KUALA LUMPUR, June 21 (Bernama) – The Malaysian Human Rights Commission (SUHAKAM) has made eight recommendations to provide better protection to victims of human trafficking and smuggling.
In a statement in the capital, Friday, SUHAKAM chairman Tan Sri Hasmy Agam said the eight recommendations are:
- Urging the government to enhance the prosecution mechanism on offenders, protect victims and prevent new cases of trafficking in collaboration with civil society groups, diplomatic missions, regional and international stakeholders;
- Non-Governmental Organisations (NGOs) should provide a channel to offer their expertise to the Council For Anti-Trafficking In Persons and Anti-Smuggling of Migrants (CFATIP) as many victims are more likely to get their services;
- All victims should be provided with immediate medical examination on arrival at the shelters and visited regularly by medical personnel;
- Victims should be informed of the status of their cases and a special court set up to expedite disposal of cases related to anti-human trafficking.
- Government should provide intensive training to enhance skills of law enforcement officers at the frontline on how to identify suspected victims of human trafficking.
- The government should amend the Anti-Trafficking in Persons and Anti-Smuggling of Migrants Act 2007 (ATIP) to allow victims to receive compensation and work pending resolution of their cases; gazette NGO-run shelters, provide better explanation of cases of human trafficking and smuggling of migrants namely Sections 12 and 13 under ATIP; well as clarify the role of SUHAKAM and its membership in CFATIP;
- Urge the government to review Section 2 (1) of the Employment Act 1955 that allow ‘contractor for labour’ which could result in exploitation of workers by recruitment agencies and employers; and
- The government should join the International Convention on the Protection of the Rights of All Migrant Workers and Members of their Families and the convention relating to the status of refugees.
SUHAKAM expressed concern that for the fourth year running, Malaysia was placed in Tier 2 of the watch list by US Department of State in the Anti-Trafficking In Persons (ATIP) Report 2013.
The reason cited was Malaysia’s failure to fully comply with the minimum standards for combating human trafficking under the US Trafficking Victims Protection Act 2000 (TVPA).

- Exercise set
(1) Answer these from the article on SUHAKAM's recommendations:
(a) Who chairs SUHAKAM?
(b) Which section of the Employment Act 1955 does SUHAKAM want the government to review?
(c) For how many years running has Malaysia been placed in Tier 2 of the watch list?
(2) Rewrite the article's text between "- Government should" and "of human trafficking.", inclusive, changing "intensive" to "specialized".

- Extracted material
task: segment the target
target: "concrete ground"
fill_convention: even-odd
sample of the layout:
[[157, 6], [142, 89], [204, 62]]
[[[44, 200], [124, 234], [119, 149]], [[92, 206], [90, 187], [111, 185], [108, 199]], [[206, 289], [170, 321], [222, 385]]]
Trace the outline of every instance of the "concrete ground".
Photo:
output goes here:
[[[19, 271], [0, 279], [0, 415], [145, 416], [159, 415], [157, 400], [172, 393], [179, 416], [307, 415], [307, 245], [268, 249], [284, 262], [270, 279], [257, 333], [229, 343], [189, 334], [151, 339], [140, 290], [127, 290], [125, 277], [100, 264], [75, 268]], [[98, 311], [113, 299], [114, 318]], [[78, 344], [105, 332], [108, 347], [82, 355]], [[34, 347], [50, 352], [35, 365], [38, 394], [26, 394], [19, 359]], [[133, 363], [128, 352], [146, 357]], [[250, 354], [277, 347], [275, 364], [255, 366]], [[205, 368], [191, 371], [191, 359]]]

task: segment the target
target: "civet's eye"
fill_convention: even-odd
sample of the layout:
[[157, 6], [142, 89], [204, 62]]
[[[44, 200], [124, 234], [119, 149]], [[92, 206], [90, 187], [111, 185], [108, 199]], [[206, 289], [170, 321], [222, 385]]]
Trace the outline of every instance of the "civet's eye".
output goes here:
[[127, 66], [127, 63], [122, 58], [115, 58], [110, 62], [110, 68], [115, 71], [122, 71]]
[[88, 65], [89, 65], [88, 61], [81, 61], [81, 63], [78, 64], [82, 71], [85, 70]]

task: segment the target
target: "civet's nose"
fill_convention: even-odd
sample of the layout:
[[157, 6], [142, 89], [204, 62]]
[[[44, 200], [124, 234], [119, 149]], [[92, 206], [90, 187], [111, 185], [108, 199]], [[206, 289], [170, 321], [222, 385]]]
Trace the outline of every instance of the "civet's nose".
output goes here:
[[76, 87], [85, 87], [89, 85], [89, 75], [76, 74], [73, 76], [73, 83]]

- Results of the exercise
(1)
(a) Tan Sri Hasmy Agam
(b) Section 2 (1)
(c) Four

(2)
- Government should provide specialized training to enhance skills of law enforcement officers at the frontline on how to identify suspected victims of human trafficking.